§ INSTRUCTIONS TO FOLLOW
In the lines below, look for "shrimp". Copy each line where it appears.
----
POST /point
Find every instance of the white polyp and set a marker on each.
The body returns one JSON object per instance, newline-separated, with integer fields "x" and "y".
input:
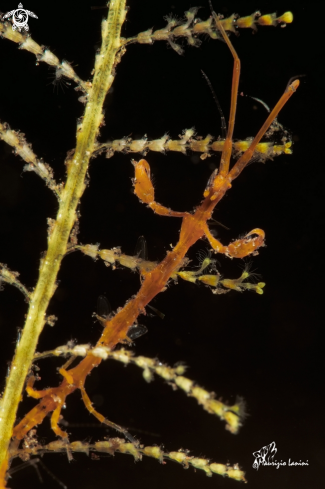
{"x": 100, "y": 352}
{"x": 50, "y": 58}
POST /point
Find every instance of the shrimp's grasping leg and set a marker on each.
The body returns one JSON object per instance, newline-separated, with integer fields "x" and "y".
{"x": 145, "y": 192}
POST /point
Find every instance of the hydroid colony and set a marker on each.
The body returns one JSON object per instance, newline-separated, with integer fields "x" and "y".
{"x": 20, "y": 439}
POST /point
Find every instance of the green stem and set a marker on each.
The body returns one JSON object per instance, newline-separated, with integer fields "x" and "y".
{"x": 58, "y": 240}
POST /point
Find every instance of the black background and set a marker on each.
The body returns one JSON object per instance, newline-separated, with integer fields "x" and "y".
{"x": 267, "y": 348}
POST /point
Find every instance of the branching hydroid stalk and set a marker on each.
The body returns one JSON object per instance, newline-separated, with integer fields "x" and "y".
{"x": 57, "y": 243}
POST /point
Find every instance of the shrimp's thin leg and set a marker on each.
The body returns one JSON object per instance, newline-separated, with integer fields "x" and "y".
{"x": 103, "y": 420}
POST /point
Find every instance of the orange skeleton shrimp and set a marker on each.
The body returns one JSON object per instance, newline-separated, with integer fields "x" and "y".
{"x": 194, "y": 226}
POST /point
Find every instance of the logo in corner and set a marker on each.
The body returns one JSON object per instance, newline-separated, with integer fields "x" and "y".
{"x": 19, "y": 18}
{"x": 265, "y": 455}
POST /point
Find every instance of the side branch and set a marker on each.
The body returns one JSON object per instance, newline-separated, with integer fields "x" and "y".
{"x": 66, "y": 217}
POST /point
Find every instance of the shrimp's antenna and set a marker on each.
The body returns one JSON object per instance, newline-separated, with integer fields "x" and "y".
{"x": 222, "y": 117}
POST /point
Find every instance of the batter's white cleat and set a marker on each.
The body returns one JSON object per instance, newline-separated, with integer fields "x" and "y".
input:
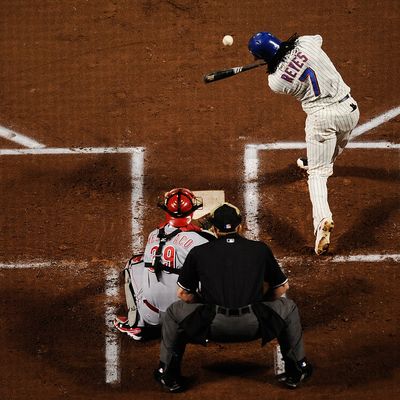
{"x": 302, "y": 163}
{"x": 323, "y": 236}
{"x": 135, "y": 332}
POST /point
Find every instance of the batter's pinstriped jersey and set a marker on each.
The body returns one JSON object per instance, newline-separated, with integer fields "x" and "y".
{"x": 163, "y": 292}
{"x": 308, "y": 74}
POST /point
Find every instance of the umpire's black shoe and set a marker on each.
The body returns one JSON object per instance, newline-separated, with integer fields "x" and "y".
{"x": 294, "y": 378}
{"x": 169, "y": 384}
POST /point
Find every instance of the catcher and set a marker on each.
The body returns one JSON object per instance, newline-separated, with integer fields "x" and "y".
{"x": 230, "y": 273}
{"x": 150, "y": 278}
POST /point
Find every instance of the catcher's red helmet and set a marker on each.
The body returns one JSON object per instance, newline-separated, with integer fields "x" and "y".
{"x": 180, "y": 204}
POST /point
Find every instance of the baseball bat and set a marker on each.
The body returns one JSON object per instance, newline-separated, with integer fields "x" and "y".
{"x": 226, "y": 73}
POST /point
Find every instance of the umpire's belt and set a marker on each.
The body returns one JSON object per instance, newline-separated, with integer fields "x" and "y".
{"x": 232, "y": 311}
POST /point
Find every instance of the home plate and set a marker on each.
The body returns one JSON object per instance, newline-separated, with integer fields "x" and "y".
{"x": 211, "y": 199}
----
§ ANSWER SPACE
Find every instance of the shrimp's grasping leg and set a marker on each.
Find every instance of the shrimp's thin leg and set a marker on each.
Find every instance of the orange skeleton shrimp and set a marker on each.
Find every instance of the shrimp's antenna and set a marker on each.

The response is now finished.